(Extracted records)
▼

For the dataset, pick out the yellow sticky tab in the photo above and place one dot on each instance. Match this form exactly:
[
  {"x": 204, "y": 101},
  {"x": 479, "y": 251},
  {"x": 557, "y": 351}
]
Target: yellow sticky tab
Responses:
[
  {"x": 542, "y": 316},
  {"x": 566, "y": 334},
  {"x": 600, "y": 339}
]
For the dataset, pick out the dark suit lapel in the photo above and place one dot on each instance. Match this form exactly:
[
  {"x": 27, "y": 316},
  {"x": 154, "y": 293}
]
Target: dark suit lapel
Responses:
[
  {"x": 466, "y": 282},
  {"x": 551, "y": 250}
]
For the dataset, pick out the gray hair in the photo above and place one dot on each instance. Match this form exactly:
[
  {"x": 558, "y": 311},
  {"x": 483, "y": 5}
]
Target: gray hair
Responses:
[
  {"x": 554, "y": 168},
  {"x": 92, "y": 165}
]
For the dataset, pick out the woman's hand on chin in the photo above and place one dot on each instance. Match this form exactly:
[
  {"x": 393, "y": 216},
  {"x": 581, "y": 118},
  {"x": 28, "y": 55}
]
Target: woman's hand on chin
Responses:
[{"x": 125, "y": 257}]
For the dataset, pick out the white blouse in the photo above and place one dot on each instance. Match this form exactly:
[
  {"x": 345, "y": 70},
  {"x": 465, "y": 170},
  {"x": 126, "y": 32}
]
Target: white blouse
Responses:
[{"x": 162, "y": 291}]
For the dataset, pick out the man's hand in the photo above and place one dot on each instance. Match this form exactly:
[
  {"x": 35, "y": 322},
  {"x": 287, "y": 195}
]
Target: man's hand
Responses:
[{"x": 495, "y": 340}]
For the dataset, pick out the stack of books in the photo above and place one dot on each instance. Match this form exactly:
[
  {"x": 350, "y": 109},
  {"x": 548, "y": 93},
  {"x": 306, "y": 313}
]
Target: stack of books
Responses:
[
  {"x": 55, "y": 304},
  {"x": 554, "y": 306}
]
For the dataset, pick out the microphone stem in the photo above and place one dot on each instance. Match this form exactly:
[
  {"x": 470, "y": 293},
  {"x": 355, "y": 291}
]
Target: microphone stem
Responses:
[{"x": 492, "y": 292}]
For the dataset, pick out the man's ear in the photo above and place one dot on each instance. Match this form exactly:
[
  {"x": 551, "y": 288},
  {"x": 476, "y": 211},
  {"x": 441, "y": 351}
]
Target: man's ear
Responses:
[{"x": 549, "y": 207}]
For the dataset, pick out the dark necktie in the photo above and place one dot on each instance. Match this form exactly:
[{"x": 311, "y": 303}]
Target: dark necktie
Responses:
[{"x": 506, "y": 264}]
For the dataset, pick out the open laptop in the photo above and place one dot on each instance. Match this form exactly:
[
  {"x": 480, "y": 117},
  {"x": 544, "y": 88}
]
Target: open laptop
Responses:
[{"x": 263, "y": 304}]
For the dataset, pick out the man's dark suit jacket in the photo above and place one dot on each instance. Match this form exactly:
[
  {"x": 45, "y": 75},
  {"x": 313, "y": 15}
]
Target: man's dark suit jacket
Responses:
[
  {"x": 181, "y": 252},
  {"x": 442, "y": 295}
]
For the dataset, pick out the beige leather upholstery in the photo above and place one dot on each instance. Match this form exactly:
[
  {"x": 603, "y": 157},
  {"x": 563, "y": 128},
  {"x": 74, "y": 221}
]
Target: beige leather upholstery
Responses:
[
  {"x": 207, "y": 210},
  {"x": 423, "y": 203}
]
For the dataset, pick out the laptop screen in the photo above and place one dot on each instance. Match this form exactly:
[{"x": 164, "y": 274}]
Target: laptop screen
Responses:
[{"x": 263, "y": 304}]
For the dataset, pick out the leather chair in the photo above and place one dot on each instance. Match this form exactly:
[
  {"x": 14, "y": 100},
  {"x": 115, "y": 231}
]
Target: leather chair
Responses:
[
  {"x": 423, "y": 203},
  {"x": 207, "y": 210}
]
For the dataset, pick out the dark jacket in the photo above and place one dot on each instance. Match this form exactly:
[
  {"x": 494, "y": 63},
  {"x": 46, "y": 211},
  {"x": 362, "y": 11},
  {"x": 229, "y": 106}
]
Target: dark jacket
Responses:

▲

§ **Goal of the exercise**
Each line of the listing should be echoed back exactly.

§ **Response to the task**
For the dataset, pick out the yellow sticky tab in the photo above and place one dot on each instance. Match this form exactly:
[
  {"x": 204, "y": 101},
  {"x": 479, "y": 251},
  {"x": 557, "y": 351}
]
Target: yellow sticky tab
Responses:
[
  {"x": 542, "y": 316},
  {"x": 566, "y": 334},
  {"x": 600, "y": 339}
]
For the dataset, pick out the dark suit lapel in the photo above and place one dot on each instance. Match this form exactly:
[
  {"x": 27, "y": 316},
  {"x": 154, "y": 293}
]
Target: dark suit lapel
Responses:
[
  {"x": 466, "y": 282},
  {"x": 551, "y": 250}
]
For the dataset, pick out the gray hair in the photo above and place one dot on each instance. Match this form exactly:
[
  {"x": 558, "y": 311},
  {"x": 483, "y": 5}
]
Target: gray hair
Responses:
[
  {"x": 554, "y": 168},
  {"x": 92, "y": 165}
]
For the dataset, pick out the woman's hand on chin in the photo above and place one dot on each instance. Match this form exactly:
[
  {"x": 393, "y": 216},
  {"x": 581, "y": 118},
  {"x": 28, "y": 55}
]
Target: woman's hand on chin
Responses:
[{"x": 125, "y": 257}]
For the dataset, pick out the white blouse in the photo above and place one dot on each instance. Match this form exactly:
[
  {"x": 345, "y": 70},
  {"x": 465, "y": 170},
  {"x": 126, "y": 32}
]
Target: white blouse
Responses:
[{"x": 162, "y": 291}]
For the dataset, pick out the man's hand in the photo above and place one dot on each instance. Match this form exactly:
[
  {"x": 35, "y": 322},
  {"x": 287, "y": 195}
]
Target: man's hand
Responses:
[{"x": 495, "y": 340}]
For the dataset, pick out the stack of books in the photo above and place one dot on each instance. Match this form exactly:
[
  {"x": 350, "y": 109},
  {"x": 548, "y": 93},
  {"x": 306, "y": 313}
]
Target: stack of books
Responses:
[
  {"x": 55, "y": 304},
  {"x": 554, "y": 306}
]
For the dataset, pick out the microphone stem in the photo above and place one dot on each instance. Match this form exactly:
[
  {"x": 470, "y": 293},
  {"x": 355, "y": 291}
]
Target: microphone stem
Responses:
[{"x": 492, "y": 292}]
For the dataset, pick out the man's ear in the photo above and place one dot on each instance. Match this form exactly:
[
  {"x": 551, "y": 288},
  {"x": 476, "y": 211},
  {"x": 441, "y": 351}
]
Target: man's ear
Responses:
[{"x": 549, "y": 207}]
For the dataset, pick out the dark necktie in the photo above and place one dot on each instance. Match this form exactly:
[{"x": 311, "y": 303}]
Target: dark necktie
Responses:
[{"x": 506, "y": 264}]
For the dataset, pick out the open laptop in the photo above and place one dot on each instance. Match this form exactly:
[
  {"x": 480, "y": 117},
  {"x": 544, "y": 88}
]
Target: open laptop
Responses:
[{"x": 263, "y": 304}]
For the dataset, pick out the man's dark suit jacket in the photo above and place one dot on each instance. Match this form exactly:
[
  {"x": 45, "y": 75},
  {"x": 313, "y": 15}
]
Target: man's dark suit jacket
Responses:
[
  {"x": 181, "y": 252},
  {"x": 442, "y": 295}
]
For the dataset, pick out the beige leather upholstery in the photo above and place one dot on each instance. Match this form exactly:
[
  {"x": 603, "y": 157},
  {"x": 563, "y": 128},
  {"x": 74, "y": 221}
]
Target: beige leather upholstery
Responses:
[
  {"x": 207, "y": 210},
  {"x": 423, "y": 203}
]
For the dataset, pick out the laptop screen in the photo above and place one dot on each instance. Match this form exactly:
[{"x": 164, "y": 274}]
Target: laptop screen
Responses:
[{"x": 263, "y": 304}]
For the dataset, pick out the leather chair in the photo above and place one dot on each instance. Match this form exactly:
[
  {"x": 14, "y": 100},
  {"x": 115, "y": 231}
]
Target: leather chair
Responses:
[
  {"x": 423, "y": 203},
  {"x": 207, "y": 210}
]
For the dataset, pick out the dark jacket in the photo above and place one dot on each instance. Match this form exactly:
[
  {"x": 494, "y": 63},
  {"x": 46, "y": 211},
  {"x": 362, "y": 11},
  {"x": 229, "y": 106}
]
Target: dark jacket
Responses:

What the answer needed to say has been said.